--- Article ---
Selling Developer-Level Testing

By Jim Holmes


 [Note: I’m very biased to Test Driven Development approaches, but you can use the approaches in this article for pitching any developer-level testing, be it writing tests first or writing tests after. Get writing some tests. ANY (good) tests. Now!]

You’ve come back from some conference or user group meeting and now you’re all fired up about getting rolling with an exciting, empowering, productive way of developing software after hearing a few talks about Test Driven Development (TDD). You’ve sat in some talks and seen great walkthroughs, you may even have attended a hands-on workshop. The metaphorical light bulb has exploded in to blinding illumination over your head. Now it’s time to get TDD in place at your project starting tomorrow. Or sooner!
Hold yer horses, Tex. If you want to be successful in your efforts to implement developer-level testing you need to back up a pace and do some groundwork before you charge that hill.
Any form of developer-level testing[1], be it occasionally writing tests after you develop your code, using TDD to evolve your design and features, or moving in to full-blown Behavior Driven Development (BDD), has tremendous value for your software projects, but you have to be realistic and pragmatic in how you approach getting your team, management, and stakeholders on board. You’re doomed to failure in the short term if you don’t acknowledge the substantial initial friction your team will see, and you’re doomed to long-term failure if you can’t lay out the impacts to your delivery schedules as you move forward.
Making a successful pitch for fundamentally changing how your team does its work requires you to effectively present pros and cons of developer-level testing in a number of different areas. At a minimum, you’ll need to cover
  • Existing blocks to developer-level testing such as current architecture and team skills
  • Impacts to current delivery schedule
  • Refuting common arguments against developer-level
  • Clearly laying out the value proposition and benefits of developer-level testing
You have to present an honest, accurate set of pros and cons for all these as you make your case for moving forward. Your team, management, and stakeholders will sense attempts to gloss over negative impacts and you’ll lose your moral position as an honest advocate, damaging not only your attempt to implement testing now, but also dealing with any other future difficulties.
Start off by looking at your current environment so you can get a picture of roadblocks you’ll need to overcome. Dive in to your current codebase and see how testable it is right now. A number of well-respected metrics can help you get a good idea:
  • Cyclomatic Complexity indicates how convoluted and hard to test your code is.
  • Coupling reflects how many dependencies exist to and from a component. Very high coupling will increase the difficulty of your testing.

--- Exercise 1 ---
Reproduce the passage of the article on developer-level testing from "Selling Developer-Level Testing" to "tomorrow. Or sooner!" word for word.

(Coordinate annotation entries)
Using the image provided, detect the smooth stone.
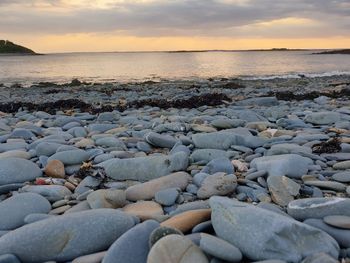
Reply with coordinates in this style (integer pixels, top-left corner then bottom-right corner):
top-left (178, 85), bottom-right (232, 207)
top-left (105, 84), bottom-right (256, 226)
top-left (45, 160), bottom-right (66, 178)
top-left (0, 209), bottom-right (134, 263)
top-left (148, 226), bottom-right (183, 248)
top-left (197, 172), bottom-right (237, 199)
top-left (23, 213), bottom-right (53, 224)
top-left (0, 183), bottom-right (24, 195)
top-left (126, 172), bottom-right (192, 201)
top-left (304, 111), bottom-right (340, 125)
top-left (199, 233), bottom-right (243, 262)
top-left (192, 131), bottom-right (265, 150)
top-left (147, 235), bottom-right (209, 263)
top-left (86, 189), bottom-right (126, 209)
top-left (35, 142), bottom-right (62, 156)
top-left (100, 152), bottom-right (188, 181)
top-left (161, 209), bottom-right (211, 233)
top-left (0, 193), bottom-right (51, 230)
top-left (154, 188), bottom-right (179, 206)
top-left (210, 118), bottom-right (245, 129)
top-left (332, 172), bottom-right (350, 183)
top-left (190, 149), bottom-right (236, 163)
top-left (0, 150), bottom-right (31, 160)
top-left (267, 176), bottom-right (300, 206)
top-left (301, 252), bottom-right (339, 263)
top-left (49, 150), bottom-right (90, 165)
top-left (323, 216), bottom-right (350, 229)
top-left (0, 142), bottom-right (28, 153)
top-left (20, 185), bottom-right (72, 202)
top-left (304, 180), bottom-right (346, 192)
top-left (333, 161), bottom-right (350, 170)
top-left (72, 251), bottom-right (107, 263)
top-left (250, 154), bottom-right (313, 178)
top-left (145, 132), bottom-right (179, 148)
top-left (287, 197), bottom-right (350, 220)
top-left (0, 254), bottom-right (21, 263)
top-left (201, 157), bottom-right (234, 174)
top-left (265, 143), bottom-right (312, 156)
top-left (102, 220), bottom-right (159, 263)
top-left (0, 158), bottom-right (42, 186)
top-left (304, 218), bottom-right (350, 249)
top-left (210, 197), bottom-right (339, 262)
top-left (122, 201), bottom-right (164, 221)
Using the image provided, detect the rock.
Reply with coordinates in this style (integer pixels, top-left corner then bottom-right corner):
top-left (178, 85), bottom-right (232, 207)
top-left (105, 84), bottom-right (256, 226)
top-left (287, 197), bottom-right (350, 220)
top-left (192, 131), bottom-right (264, 150)
top-left (126, 172), bottom-right (191, 201)
top-left (35, 142), bottom-right (62, 156)
top-left (86, 189), bottom-right (126, 209)
top-left (148, 226), bottom-right (183, 248)
top-left (0, 254), bottom-right (21, 263)
top-left (199, 233), bottom-right (242, 262)
top-left (267, 176), bottom-right (300, 206)
top-left (154, 188), bottom-right (179, 206)
top-left (100, 152), bottom-right (188, 181)
top-left (301, 252), bottom-right (338, 263)
top-left (45, 160), bottom-right (66, 178)
top-left (145, 132), bottom-right (178, 148)
top-left (190, 149), bottom-right (235, 163)
top-left (123, 201), bottom-right (164, 221)
top-left (0, 209), bottom-right (134, 263)
top-left (304, 111), bottom-right (340, 125)
top-left (250, 154), bottom-right (313, 178)
top-left (0, 193), bottom-right (51, 230)
top-left (72, 251), bottom-right (107, 263)
top-left (323, 216), bottom-right (350, 229)
top-left (332, 172), bottom-right (350, 183)
top-left (304, 180), bottom-right (346, 192)
top-left (0, 158), bottom-right (42, 186)
top-left (49, 150), bottom-right (90, 165)
top-left (265, 143), bottom-right (312, 156)
top-left (0, 150), bottom-right (31, 160)
top-left (161, 209), bottom-right (211, 233)
top-left (304, 218), bottom-right (350, 249)
top-left (21, 185), bottom-right (72, 202)
top-left (333, 161), bottom-right (350, 170)
top-left (201, 157), bottom-right (234, 174)
top-left (102, 220), bottom-right (159, 263)
top-left (197, 173), bottom-right (237, 199)
top-left (147, 235), bottom-right (209, 263)
top-left (210, 197), bottom-right (339, 262)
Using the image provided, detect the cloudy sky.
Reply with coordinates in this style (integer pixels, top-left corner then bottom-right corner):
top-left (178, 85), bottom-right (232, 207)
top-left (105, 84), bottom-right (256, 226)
top-left (0, 0), bottom-right (350, 52)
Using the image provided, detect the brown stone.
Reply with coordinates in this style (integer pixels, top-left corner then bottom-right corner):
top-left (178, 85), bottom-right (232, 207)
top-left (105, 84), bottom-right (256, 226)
top-left (123, 201), bottom-right (164, 221)
top-left (160, 209), bottom-right (211, 233)
top-left (45, 160), bottom-right (66, 178)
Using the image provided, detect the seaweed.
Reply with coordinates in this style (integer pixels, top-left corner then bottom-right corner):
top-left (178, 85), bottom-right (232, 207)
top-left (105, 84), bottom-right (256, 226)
top-left (312, 137), bottom-right (341, 154)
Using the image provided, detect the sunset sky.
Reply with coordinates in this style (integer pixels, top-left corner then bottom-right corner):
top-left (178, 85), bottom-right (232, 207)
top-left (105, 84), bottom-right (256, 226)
top-left (0, 0), bottom-right (350, 52)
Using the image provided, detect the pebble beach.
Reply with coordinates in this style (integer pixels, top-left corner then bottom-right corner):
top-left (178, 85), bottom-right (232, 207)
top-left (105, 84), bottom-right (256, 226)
top-left (0, 75), bottom-right (350, 263)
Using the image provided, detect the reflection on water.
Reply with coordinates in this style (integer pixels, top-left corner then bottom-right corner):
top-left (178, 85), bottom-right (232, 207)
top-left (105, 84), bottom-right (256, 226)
top-left (0, 51), bottom-right (350, 84)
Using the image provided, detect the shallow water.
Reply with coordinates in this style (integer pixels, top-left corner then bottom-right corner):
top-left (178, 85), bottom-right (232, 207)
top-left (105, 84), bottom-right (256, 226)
top-left (0, 51), bottom-right (350, 84)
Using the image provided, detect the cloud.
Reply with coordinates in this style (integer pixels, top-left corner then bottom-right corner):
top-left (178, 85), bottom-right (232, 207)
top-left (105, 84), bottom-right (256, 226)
top-left (0, 0), bottom-right (350, 38)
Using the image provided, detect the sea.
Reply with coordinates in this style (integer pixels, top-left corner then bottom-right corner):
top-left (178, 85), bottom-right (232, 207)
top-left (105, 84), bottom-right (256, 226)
top-left (0, 50), bottom-right (350, 86)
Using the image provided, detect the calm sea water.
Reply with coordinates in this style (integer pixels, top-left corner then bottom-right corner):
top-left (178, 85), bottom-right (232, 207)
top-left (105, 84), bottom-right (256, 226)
top-left (0, 51), bottom-right (350, 84)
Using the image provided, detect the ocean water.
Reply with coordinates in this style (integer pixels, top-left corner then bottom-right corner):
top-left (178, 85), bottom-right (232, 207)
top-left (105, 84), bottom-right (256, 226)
top-left (0, 51), bottom-right (350, 85)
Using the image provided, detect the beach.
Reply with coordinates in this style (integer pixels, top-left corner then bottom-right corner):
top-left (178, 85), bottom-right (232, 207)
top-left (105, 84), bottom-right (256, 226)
top-left (0, 74), bottom-right (350, 263)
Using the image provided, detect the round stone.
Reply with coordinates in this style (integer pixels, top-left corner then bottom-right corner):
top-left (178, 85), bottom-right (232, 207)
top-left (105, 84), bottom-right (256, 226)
top-left (45, 160), bottom-right (66, 178)
top-left (323, 216), bottom-right (350, 229)
top-left (147, 235), bottom-right (209, 263)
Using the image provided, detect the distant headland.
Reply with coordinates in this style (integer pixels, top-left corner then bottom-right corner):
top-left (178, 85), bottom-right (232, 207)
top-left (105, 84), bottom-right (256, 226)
top-left (0, 40), bottom-right (38, 55)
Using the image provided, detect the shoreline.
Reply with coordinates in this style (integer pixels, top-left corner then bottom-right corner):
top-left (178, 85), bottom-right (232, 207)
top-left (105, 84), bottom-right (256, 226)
top-left (0, 73), bottom-right (350, 263)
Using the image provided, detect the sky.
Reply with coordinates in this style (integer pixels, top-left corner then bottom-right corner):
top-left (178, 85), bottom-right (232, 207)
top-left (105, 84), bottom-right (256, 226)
top-left (0, 0), bottom-right (350, 53)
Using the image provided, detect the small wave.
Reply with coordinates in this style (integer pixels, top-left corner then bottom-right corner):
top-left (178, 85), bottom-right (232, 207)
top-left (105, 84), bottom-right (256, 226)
top-left (241, 71), bottom-right (350, 80)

--- Exercise 2 ---
In the listing, recast the lines from the line with "Using the image provided, detect the beach." to the line with "top-left (0, 74), bottom-right (350, 263)" as a JSON list of strings, one string per line and no blank lines.

--- Full solution 1 ---
Selling Developer-Level Testing

By Jim Holmes


 [Note: I’m very biased to Test Driven Development approaches, but you can use the approaches in this article for pitching any developer-level testing, be it writing tests first or writing tests after. Get writing some tests. ANY (good) tests. Now!]

You’ve come back from some conference or user group meeting and now you’re all fired up about getting rolling with an exciting, empowering, productive way of developing software after hearing a few talks about Test Driven Development (TDD). You’ve sat in some talks and seen great walkthroughs, you may even have attended a hands-on workshop. The metaphorical light bulb has exploded in to blinding illumination over your head. Now it’s time to get TDD in place at your project starting tomorrow. Or sooner!

--- Full solution 2 ---
[
  "Using the image provided, detect the beach.",
  "Reply with coordinates in this style (integer pixels, top-left corner then bottom-right corner):",
  "top-left (178, 85), bottom-right (232, 207)",
  "top-left (105, 84), bottom-right (256, 226)",
  "top-left (0, 74), bottom-right (350, 263)"
]